**Written request**.
Reproduce the data below verbatim, starting with the line that contains "Guideline: for every instance of the hallway" and continuing through the last line of the data, with both ends included.

********************

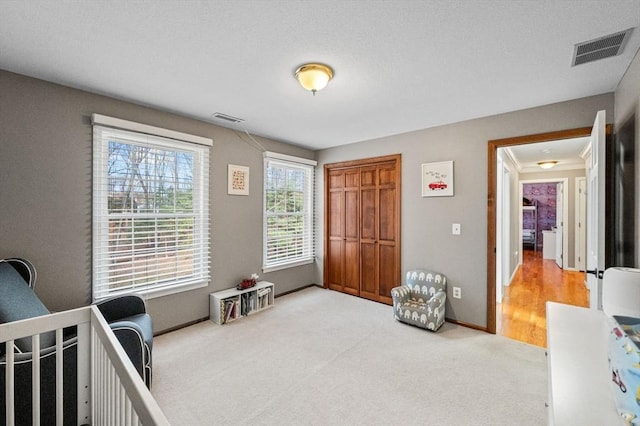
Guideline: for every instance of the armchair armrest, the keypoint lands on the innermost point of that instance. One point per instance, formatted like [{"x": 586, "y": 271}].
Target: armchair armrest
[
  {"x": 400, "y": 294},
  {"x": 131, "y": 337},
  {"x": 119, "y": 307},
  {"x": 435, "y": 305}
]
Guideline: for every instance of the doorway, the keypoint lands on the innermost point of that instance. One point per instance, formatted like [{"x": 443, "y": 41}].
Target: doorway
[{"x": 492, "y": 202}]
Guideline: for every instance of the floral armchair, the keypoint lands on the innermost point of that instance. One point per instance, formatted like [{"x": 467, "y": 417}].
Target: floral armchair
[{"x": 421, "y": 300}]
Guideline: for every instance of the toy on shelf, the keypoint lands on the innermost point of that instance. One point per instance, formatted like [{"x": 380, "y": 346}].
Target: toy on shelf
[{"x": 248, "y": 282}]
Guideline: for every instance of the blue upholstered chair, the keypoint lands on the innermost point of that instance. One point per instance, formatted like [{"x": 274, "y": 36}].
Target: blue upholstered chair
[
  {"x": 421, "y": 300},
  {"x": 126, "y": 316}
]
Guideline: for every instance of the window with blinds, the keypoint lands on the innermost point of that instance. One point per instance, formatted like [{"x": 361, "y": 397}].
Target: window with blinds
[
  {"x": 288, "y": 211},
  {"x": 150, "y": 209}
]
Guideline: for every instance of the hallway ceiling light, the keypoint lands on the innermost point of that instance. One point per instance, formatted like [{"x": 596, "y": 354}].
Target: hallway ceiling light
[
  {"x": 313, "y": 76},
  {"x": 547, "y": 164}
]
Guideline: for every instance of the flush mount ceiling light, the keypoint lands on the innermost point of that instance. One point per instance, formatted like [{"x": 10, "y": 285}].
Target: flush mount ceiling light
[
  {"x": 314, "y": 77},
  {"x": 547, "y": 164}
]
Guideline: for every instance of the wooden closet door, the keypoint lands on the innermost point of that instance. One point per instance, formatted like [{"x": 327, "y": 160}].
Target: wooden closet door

********************

**Exercise result**.
Guideline: for every instance of the hallway ceiling light, the keypoint lands on the innermost point of that instance. One point per instance, formatted like [{"x": 596, "y": 354}].
Target: hallway ceiling light
[
  {"x": 313, "y": 76},
  {"x": 547, "y": 164}
]
Guideline: for every instance of the flush mount ceiling light, the keypoint lands on the innermost point of that instance. One point per instance, formatted like [{"x": 10, "y": 285}].
Target: flush mount ceiling light
[
  {"x": 314, "y": 77},
  {"x": 547, "y": 164}
]
Guideline: for every instance of the wooden closet door, the keypoint lands on the innermost point of that instance. One point per instance, formatted like [{"x": 327, "y": 160}].
Target: wooden closet door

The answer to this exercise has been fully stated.